--- RECORD EXTRACTS ---
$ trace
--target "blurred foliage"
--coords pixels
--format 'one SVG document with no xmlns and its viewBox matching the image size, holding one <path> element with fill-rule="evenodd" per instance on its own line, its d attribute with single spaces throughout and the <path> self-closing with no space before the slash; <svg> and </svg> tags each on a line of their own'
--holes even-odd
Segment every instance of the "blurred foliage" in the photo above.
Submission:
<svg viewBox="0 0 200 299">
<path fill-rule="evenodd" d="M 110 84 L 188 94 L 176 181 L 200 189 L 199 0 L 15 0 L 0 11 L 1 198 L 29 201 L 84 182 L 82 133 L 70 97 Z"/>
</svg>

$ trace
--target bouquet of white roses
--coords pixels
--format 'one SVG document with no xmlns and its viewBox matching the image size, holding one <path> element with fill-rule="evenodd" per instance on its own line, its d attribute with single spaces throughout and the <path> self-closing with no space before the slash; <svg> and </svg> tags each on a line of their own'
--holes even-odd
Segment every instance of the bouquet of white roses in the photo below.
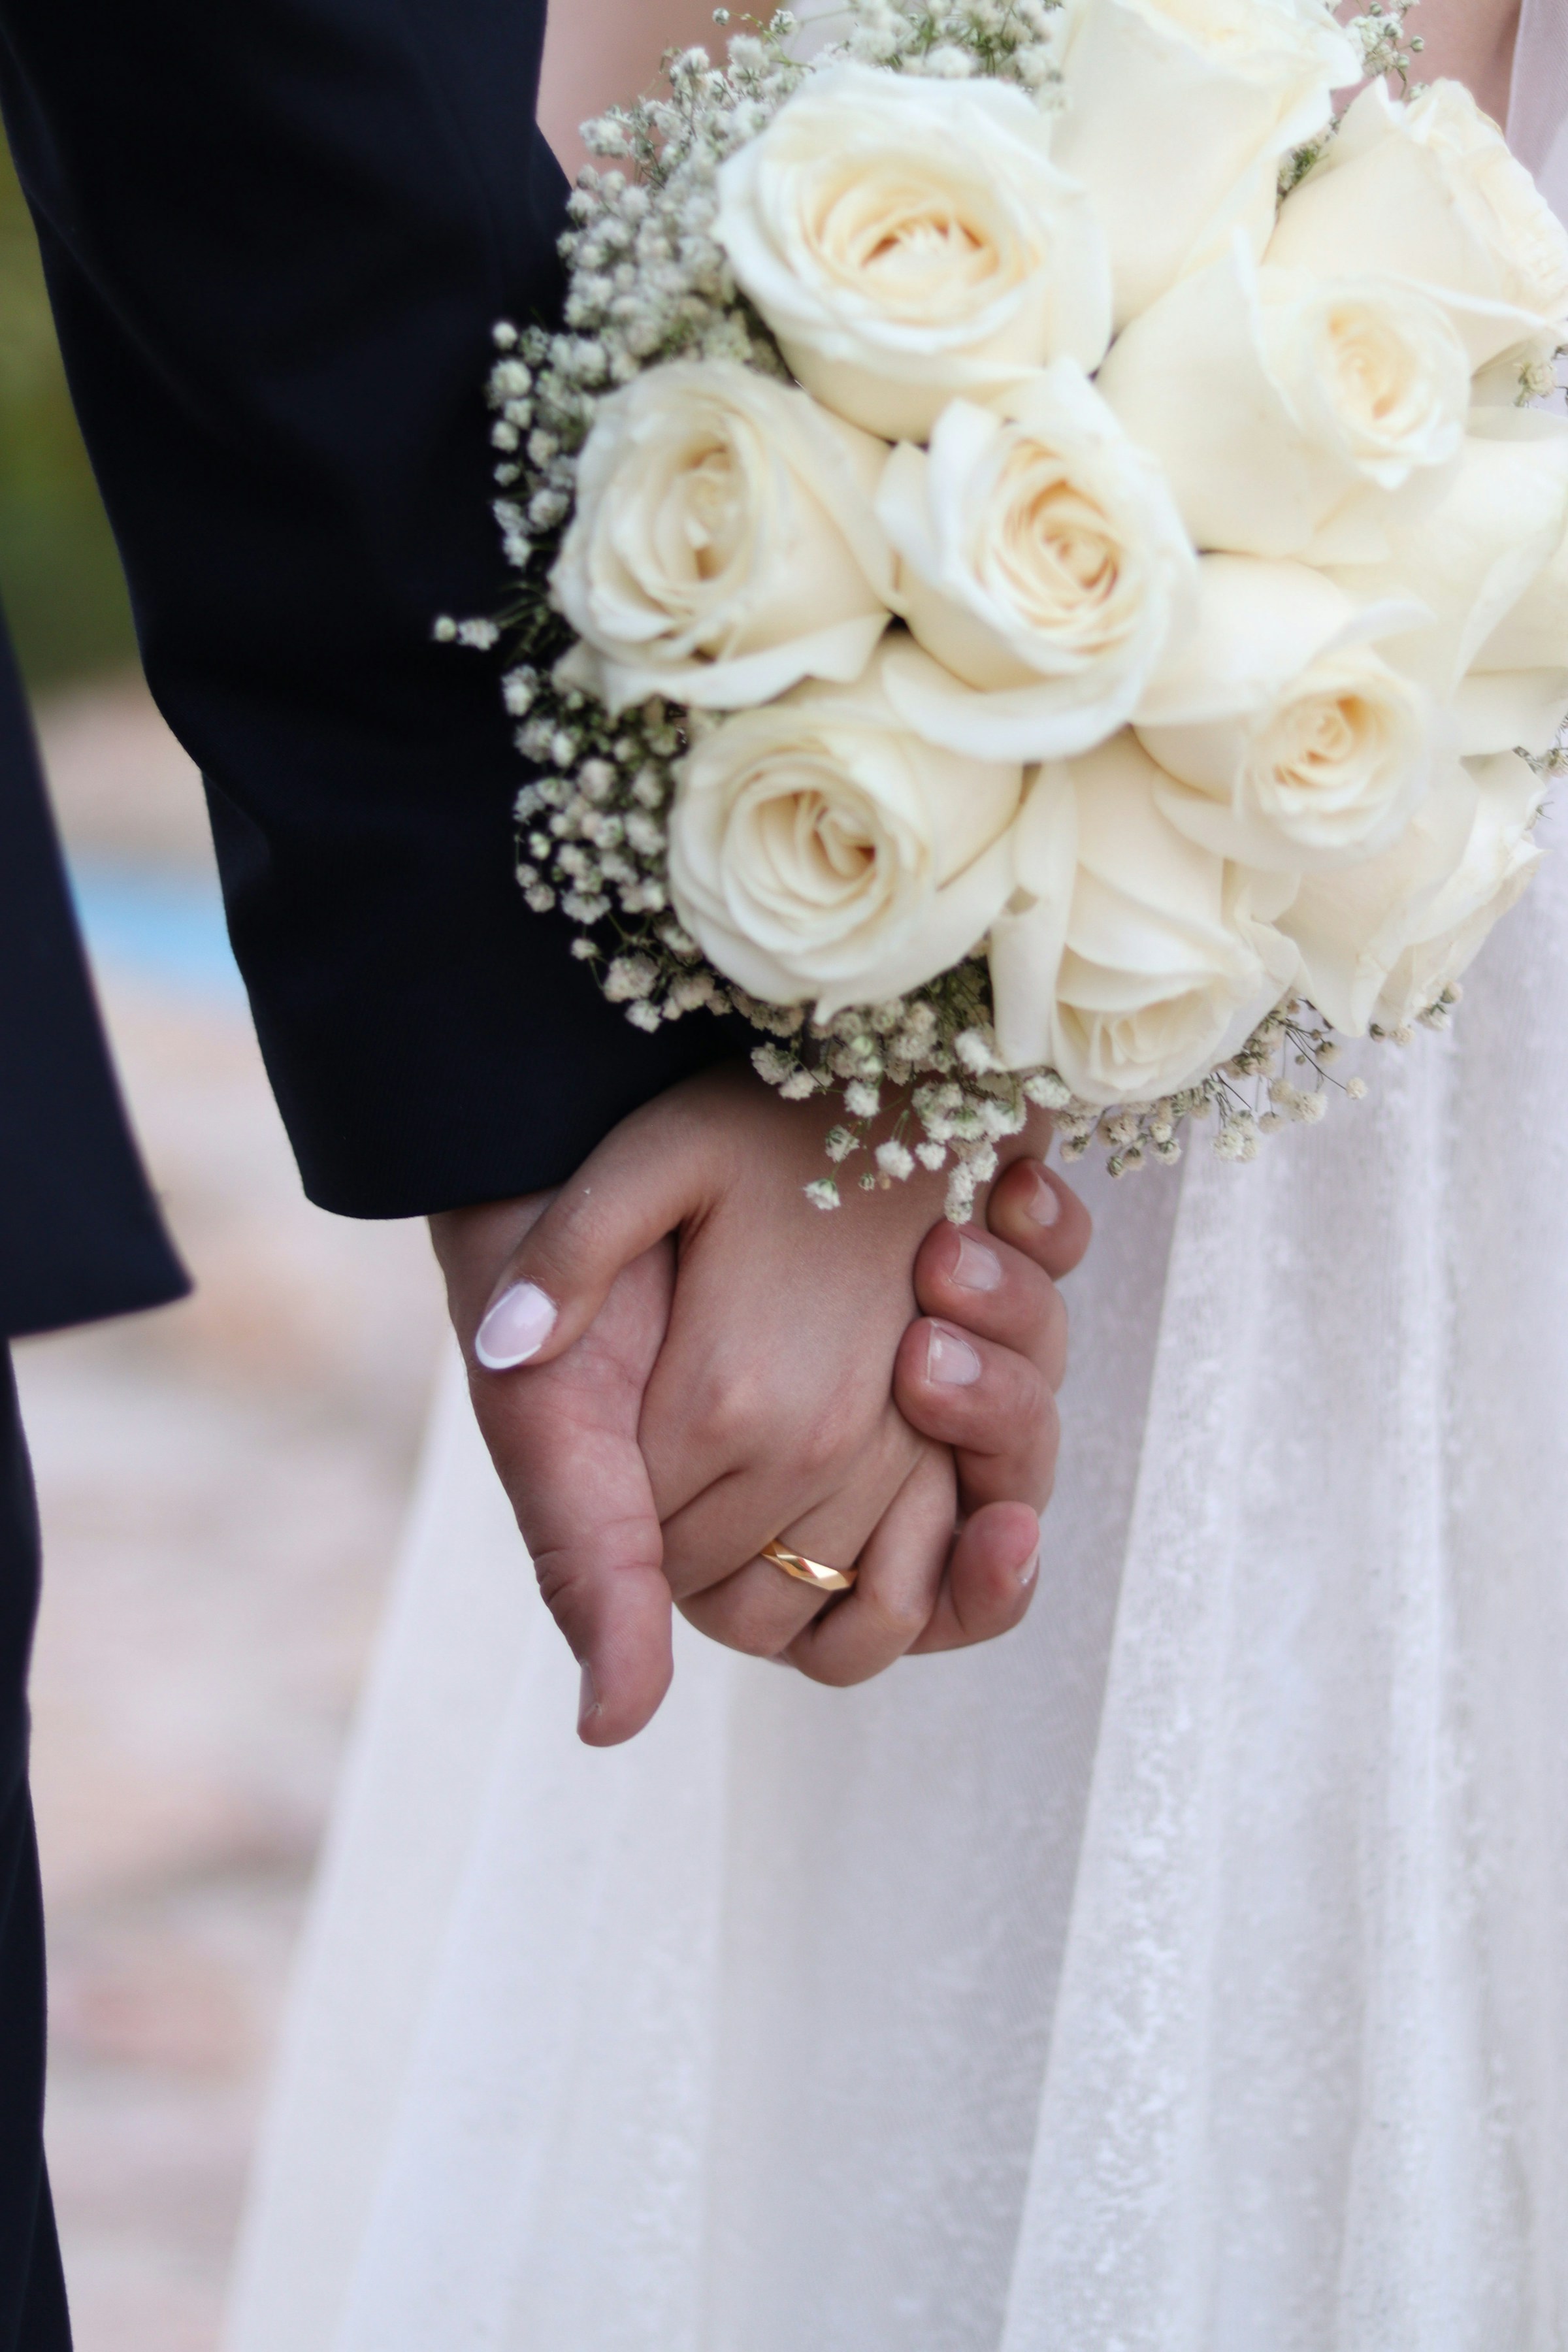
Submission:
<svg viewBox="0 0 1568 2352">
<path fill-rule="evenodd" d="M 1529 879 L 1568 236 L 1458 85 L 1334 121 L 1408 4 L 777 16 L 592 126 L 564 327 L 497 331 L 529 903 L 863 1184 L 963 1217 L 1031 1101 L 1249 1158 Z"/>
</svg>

--- WHAT THE TASK REQUIRES ---
Only the lines that contain the word "Segment" should be copied from the material.

--- SOLUTION TO THE EXERCISE ---
Segment every instance of the "blurred foliage" in the photo above.
Segment every instance of the bouquet of white roses in the photo below.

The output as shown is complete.